AIM -> Reproduce the data below unchanged except for one swap: put "cottage" wherever "bungalow" appears.

MATERIAL TO PROCESS ->

[Begin]

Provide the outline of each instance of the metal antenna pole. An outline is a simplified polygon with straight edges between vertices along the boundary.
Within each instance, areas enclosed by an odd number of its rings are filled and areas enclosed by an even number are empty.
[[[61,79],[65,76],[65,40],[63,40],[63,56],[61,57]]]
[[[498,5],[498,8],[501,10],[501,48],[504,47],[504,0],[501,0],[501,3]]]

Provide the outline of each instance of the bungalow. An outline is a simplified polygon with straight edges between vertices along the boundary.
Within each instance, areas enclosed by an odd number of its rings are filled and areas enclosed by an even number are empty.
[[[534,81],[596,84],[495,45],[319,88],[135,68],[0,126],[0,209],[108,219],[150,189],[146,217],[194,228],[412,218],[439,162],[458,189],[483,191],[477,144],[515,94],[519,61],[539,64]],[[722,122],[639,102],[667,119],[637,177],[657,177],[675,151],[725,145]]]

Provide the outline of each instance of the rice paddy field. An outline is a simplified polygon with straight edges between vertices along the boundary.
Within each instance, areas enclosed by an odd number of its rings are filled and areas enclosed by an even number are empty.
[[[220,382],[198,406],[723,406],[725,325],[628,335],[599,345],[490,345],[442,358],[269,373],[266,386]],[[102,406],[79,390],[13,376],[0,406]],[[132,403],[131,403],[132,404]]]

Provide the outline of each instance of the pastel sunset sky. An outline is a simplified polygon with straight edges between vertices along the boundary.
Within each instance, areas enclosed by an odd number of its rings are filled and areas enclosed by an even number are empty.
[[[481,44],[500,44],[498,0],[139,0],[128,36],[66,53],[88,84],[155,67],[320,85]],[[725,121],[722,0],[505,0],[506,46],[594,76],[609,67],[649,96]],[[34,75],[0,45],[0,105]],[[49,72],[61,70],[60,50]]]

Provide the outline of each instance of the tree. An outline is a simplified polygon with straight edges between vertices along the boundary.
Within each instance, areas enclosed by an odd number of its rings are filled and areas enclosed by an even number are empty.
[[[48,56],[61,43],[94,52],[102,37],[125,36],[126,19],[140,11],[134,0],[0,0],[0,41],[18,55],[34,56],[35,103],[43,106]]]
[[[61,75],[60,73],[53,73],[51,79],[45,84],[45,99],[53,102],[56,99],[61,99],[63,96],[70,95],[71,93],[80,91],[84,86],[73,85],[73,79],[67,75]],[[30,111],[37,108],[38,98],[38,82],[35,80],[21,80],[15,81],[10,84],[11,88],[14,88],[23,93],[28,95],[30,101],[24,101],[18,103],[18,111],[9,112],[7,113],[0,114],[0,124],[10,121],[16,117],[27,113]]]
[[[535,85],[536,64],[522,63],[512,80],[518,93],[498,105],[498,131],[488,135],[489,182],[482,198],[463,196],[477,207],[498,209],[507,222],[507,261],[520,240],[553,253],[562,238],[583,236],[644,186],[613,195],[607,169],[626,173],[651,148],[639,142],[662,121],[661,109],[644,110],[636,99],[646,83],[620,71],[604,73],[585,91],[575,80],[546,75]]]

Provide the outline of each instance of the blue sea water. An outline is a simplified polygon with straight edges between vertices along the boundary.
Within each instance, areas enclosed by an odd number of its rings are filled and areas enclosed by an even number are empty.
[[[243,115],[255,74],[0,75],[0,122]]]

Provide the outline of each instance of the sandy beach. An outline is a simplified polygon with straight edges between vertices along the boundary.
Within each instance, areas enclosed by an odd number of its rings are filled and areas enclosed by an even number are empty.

[End]

CORRECT RESPONSE ->
Provide the outline of each instance of the metal antenna pole. An outline is a simplified polygon with straight edges between vertices along the boundary.
Within each instance, areas enclosed by an odd number of its rings are filled and areas enclosed by an even number are empty.
[[[61,79],[65,76],[65,40],[63,40],[63,56],[61,57]]]
[[[498,5],[498,8],[501,10],[501,48],[504,47],[504,0],[501,0],[501,3]]]

Provide the outline of each instance of the cottage. An outline is a simplified polygon with straight edges between vertices along the boundary.
Within each instance, areas enclosed by an odd number of its rings are filled and areas enclosed by an even number are empty.
[[[534,81],[596,84],[495,45],[319,88],[135,68],[0,126],[0,209],[108,219],[150,189],[146,217],[194,228],[412,218],[439,162],[458,189],[483,191],[477,144],[515,94],[519,61],[539,64]],[[722,122],[639,102],[667,119],[637,177],[657,177],[675,151],[725,145]]]

Provide the outline of each instance of the rice paddy field. An outline is a simplified polygon with straight edges between vertices along the boundary.
Within each instance, areas enclosed by an odd number of its rings are filled and areas enclosed by an even number are empty.
[[[220,382],[198,406],[723,406],[725,325],[628,335],[599,345],[490,345],[442,358],[269,373],[266,386]],[[102,406],[79,390],[13,376],[0,406]],[[132,403],[131,403],[132,404]]]

Provide the outline of each instance of the pastel sunset sky. An outline is a simplified polygon with straight edges between vertices along the boundary.
Within each instance, areas enclosed by an odd number of its rings are filled and areas enclosed by an even number are empty.
[[[481,44],[500,44],[498,0],[139,0],[128,36],[66,53],[88,84],[155,67],[320,85]],[[725,121],[722,0],[505,0],[506,46],[594,76],[609,67],[649,96]],[[34,75],[0,45],[0,105]],[[49,72],[61,70],[60,50]]]

Provide the outline of each instance of the tree. An outline is a simplified polygon with straight edges between vertices along the boundary.
Within each instance, areas enclosed by an odd number of its rings are filled and areas enclosed by an even number are empty.
[[[48,56],[61,43],[94,52],[102,37],[125,36],[126,19],[140,11],[134,0],[0,0],[0,41],[18,55],[34,56],[35,103],[43,106]]]
[[[61,75],[60,73],[53,73],[51,79],[45,84],[45,99],[53,102],[56,99],[61,99],[63,96],[70,95],[71,93],[80,91],[84,86],[73,85],[73,79],[67,75]],[[30,111],[37,108],[38,98],[38,82],[35,80],[21,80],[15,81],[10,84],[11,88],[14,88],[23,93],[28,95],[30,101],[24,101],[18,103],[18,111],[9,112],[7,113],[0,114],[0,124],[10,121],[16,117],[27,113]]]
[[[535,85],[536,64],[522,63],[512,80],[518,93],[498,105],[498,131],[488,135],[489,182],[482,198],[463,196],[477,207],[498,209],[507,222],[507,261],[520,240],[553,253],[562,238],[583,236],[644,186],[613,195],[607,169],[626,173],[651,148],[639,142],[662,121],[661,109],[644,110],[636,99],[646,83],[620,71],[604,73],[585,91],[575,80],[546,75]]]

Provide the outline of each instance of the blue sea water. An outline is a simplified polygon with straight edges between vertices along the boundary.
Within each instance, areas enclosed by an odd number of its rings are filled and areas enclosed by an even number are empty.
[[[243,115],[255,74],[0,75],[0,122]]]

Provide the outline of each instance of the sandy beach. An outline is a simplified polygon with straight edges between vertices along the boundary.
Within each instance, areas enclosed by an odd number of its rings are filled and areas enclosed by an even number are empty.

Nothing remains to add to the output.